• EXERCISES TO COMPLETE
• A. From the AxiomDB crate notes, set down the passage between "No crate in" and "axiomdb-server and axiomdb-embedded.", inclusive.
• B. Answer these from the AxiomDB crate notes:
(i) How many bytes does a RecordId take?
(ii) Which two crates would otherwise both contain duplicated URI logic?
(iii) What does DbError use to define the error enum?

• SOURCE
****

Crate Responsibilities

axiomdb-core

The dependency-free foundation. Contains:

  • DbError — the single error enum used by all other crates, using thiserror
  • dsn — shared DSN parser and typed normalized output:
    • ParsedDsn
    • WireEndpointDsn
    • LocalPathDsn
  • RecordId — physical location of a row: (page_id: u64, slot_id: u16), 10 bytes
  • TransactionSnapshot — snapshot ID and visibility predicate for MVCC
  • PageId, LsnId — type aliases that document intent

No crate in the workspace depends on a crate above axiomdb-core.

⚙️
Shared DSN Core Borrowing PostgreSQL libpq's parsing boundary and SQLite's reusable URI-normalization idea, AxiomDB parses DSNs once in axiomdb-core and lets each consumer validate only the subset it actually supports. This avoids duplicating URI logic in both axiomdb-server and axiomdb-embedded.

axiomdb-types

SQL value representation and binary serialization:

  • Value — the in-memory enum (Null, Bool, Int, BigInt, Real, Decimal, Text, Bytes, Date, Timestamp, Uuid)
  • DataType — schema descriptor for a column’s type (mirrors axiomdb-core::DataType but with full type system including parameterized types)

****

• ROWS
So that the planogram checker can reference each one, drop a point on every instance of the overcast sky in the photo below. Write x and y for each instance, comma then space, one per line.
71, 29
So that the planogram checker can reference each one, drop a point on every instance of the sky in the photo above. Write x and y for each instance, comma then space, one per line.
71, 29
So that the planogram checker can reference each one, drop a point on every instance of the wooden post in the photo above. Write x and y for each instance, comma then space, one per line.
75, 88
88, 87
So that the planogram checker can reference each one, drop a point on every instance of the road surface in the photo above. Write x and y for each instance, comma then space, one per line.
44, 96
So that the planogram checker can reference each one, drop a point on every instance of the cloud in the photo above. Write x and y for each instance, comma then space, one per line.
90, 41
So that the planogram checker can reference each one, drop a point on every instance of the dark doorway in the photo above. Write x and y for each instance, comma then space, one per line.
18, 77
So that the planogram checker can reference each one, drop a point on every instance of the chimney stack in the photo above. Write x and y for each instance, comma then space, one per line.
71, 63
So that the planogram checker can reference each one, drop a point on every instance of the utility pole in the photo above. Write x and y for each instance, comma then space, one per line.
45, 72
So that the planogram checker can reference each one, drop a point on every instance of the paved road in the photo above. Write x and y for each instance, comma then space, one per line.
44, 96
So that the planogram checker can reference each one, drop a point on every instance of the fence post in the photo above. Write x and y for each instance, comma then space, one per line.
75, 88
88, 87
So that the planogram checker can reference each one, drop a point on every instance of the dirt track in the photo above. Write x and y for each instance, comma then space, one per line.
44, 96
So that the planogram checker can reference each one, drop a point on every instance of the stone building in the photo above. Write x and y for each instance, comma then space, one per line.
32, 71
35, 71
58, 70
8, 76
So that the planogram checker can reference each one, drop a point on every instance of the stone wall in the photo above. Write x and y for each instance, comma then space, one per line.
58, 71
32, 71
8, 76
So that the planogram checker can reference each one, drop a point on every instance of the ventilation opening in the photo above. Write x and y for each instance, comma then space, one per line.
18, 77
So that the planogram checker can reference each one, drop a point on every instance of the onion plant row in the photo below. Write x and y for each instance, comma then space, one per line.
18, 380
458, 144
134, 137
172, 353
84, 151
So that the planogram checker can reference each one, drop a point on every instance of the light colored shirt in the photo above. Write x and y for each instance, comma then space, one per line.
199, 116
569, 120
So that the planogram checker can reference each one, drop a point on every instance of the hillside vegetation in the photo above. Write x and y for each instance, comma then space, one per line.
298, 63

****

• EXPECTED ANSWERS
• A.
No crate in the workspace depends on a crate above axiomdb-core.

⚙️
Shared DSN Core Borrowing PostgreSQL libpq's parsing boundary and SQLite's reusable URI-normalization idea, AxiomDB parses DSNs once in axiomdb-core and lets each consumer validate only the subset it actually supports. This avoids duplicating URI logic in both axiomdb-server and axiomdb-embedded.

• B.
(i) 10 bytes
(ii) axiomdb-server and axiomdb-embedded
(iii) thiserror